_Problem description_. In the entries below, which lines run from the one containing "Target: front grille" to the one containing "Target: yellow petal"? Copy exactly those lines, ends included, and no others.

[[ Available data, beginning ]]

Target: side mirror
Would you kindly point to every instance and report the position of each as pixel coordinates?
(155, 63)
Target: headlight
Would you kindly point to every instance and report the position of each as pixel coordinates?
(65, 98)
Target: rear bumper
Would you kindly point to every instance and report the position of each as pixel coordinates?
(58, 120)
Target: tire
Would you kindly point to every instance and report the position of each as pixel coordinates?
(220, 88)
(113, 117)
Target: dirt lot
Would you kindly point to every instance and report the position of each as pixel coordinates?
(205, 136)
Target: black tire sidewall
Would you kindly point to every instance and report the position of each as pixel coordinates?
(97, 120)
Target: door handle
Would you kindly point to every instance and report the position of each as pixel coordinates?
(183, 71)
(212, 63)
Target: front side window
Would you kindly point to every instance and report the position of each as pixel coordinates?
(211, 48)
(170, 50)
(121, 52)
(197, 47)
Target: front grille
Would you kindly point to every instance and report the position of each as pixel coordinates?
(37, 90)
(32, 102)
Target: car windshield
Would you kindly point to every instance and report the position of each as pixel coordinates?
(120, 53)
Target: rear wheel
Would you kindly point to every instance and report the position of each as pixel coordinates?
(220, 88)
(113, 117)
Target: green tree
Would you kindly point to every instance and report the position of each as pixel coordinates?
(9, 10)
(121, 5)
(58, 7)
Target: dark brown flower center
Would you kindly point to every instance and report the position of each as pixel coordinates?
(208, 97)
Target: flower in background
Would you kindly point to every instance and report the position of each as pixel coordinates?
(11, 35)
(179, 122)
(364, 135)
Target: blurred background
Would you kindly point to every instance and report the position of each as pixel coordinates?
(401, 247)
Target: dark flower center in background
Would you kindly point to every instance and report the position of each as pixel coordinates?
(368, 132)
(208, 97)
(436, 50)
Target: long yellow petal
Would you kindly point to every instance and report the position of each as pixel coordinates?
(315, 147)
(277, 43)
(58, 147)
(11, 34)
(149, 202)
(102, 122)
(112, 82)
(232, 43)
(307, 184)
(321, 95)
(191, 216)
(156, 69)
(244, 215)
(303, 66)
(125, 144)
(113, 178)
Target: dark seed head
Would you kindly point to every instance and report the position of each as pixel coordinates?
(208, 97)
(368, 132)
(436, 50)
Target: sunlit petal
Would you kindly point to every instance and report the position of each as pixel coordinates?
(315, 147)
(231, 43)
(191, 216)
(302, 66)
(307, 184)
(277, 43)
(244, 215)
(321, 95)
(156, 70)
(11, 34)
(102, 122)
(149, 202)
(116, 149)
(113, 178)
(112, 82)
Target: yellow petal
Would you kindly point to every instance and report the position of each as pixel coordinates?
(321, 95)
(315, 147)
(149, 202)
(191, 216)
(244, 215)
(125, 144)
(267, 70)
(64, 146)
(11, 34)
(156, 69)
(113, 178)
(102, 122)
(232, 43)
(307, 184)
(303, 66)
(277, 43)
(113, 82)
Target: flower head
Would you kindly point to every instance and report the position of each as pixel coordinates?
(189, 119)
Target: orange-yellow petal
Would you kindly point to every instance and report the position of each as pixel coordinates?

[[ Available data, end ]]

_Response for this exercise_.
Target: front grille
Would you kindly point to every instance and report the position of each as pixel coordinates?
(37, 90)
(32, 102)
Target: car windshield
Would you kindly point to every instance and report the position of each as pixel coordinates?
(120, 53)
Target: rear wheel
Would you kindly point to every instance and report the position of each as pixel coordinates?
(220, 88)
(113, 117)
Target: green tree
Would you kindly point to every instance and report the position of each as pixel coordinates?
(9, 10)
(121, 5)
(58, 7)
Target: dark brown flower center
Would you kindly point to every instance and report the position of each as pixel coordinates?
(208, 97)
Target: flower in background
Would you kindly point to every instance and report the position of each as pixel coordinates?
(11, 35)
(179, 122)
(364, 135)
Target: blurred background
Would you kindly point to every instance and report the position of each as pixel coordinates?
(401, 247)
Target: dark flower center in background
Would you kindly point to every instance and report the position of each as pixel coordinates?
(368, 132)
(208, 97)
(436, 50)
Target: long yellow petal
Would you kindly point to every instance and report the position of each as pixel coordinates?
(315, 147)
(277, 43)
(58, 147)
(11, 34)
(149, 202)
(102, 122)
(112, 82)
(232, 43)
(307, 184)
(321, 95)
(191, 216)
(156, 69)
(244, 215)
(303, 66)
(125, 144)
(113, 178)
Target: dark seed head
Would you kindly point to every instance and report the position of each as pixel coordinates?
(208, 97)
(368, 132)
(436, 50)
Target: sunlit petal
Would you kindly point to every instance and report the position of each as pixel coordinates?
(315, 147)
(231, 43)
(191, 216)
(302, 66)
(307, 184)
(277, 43)
(244, 215)
(321, 95)
(156, 70)
(11, 34)
(102, 122)
(149, 202)
(116, 149)
(113, 178)
(112, 82)
Target: yellow petal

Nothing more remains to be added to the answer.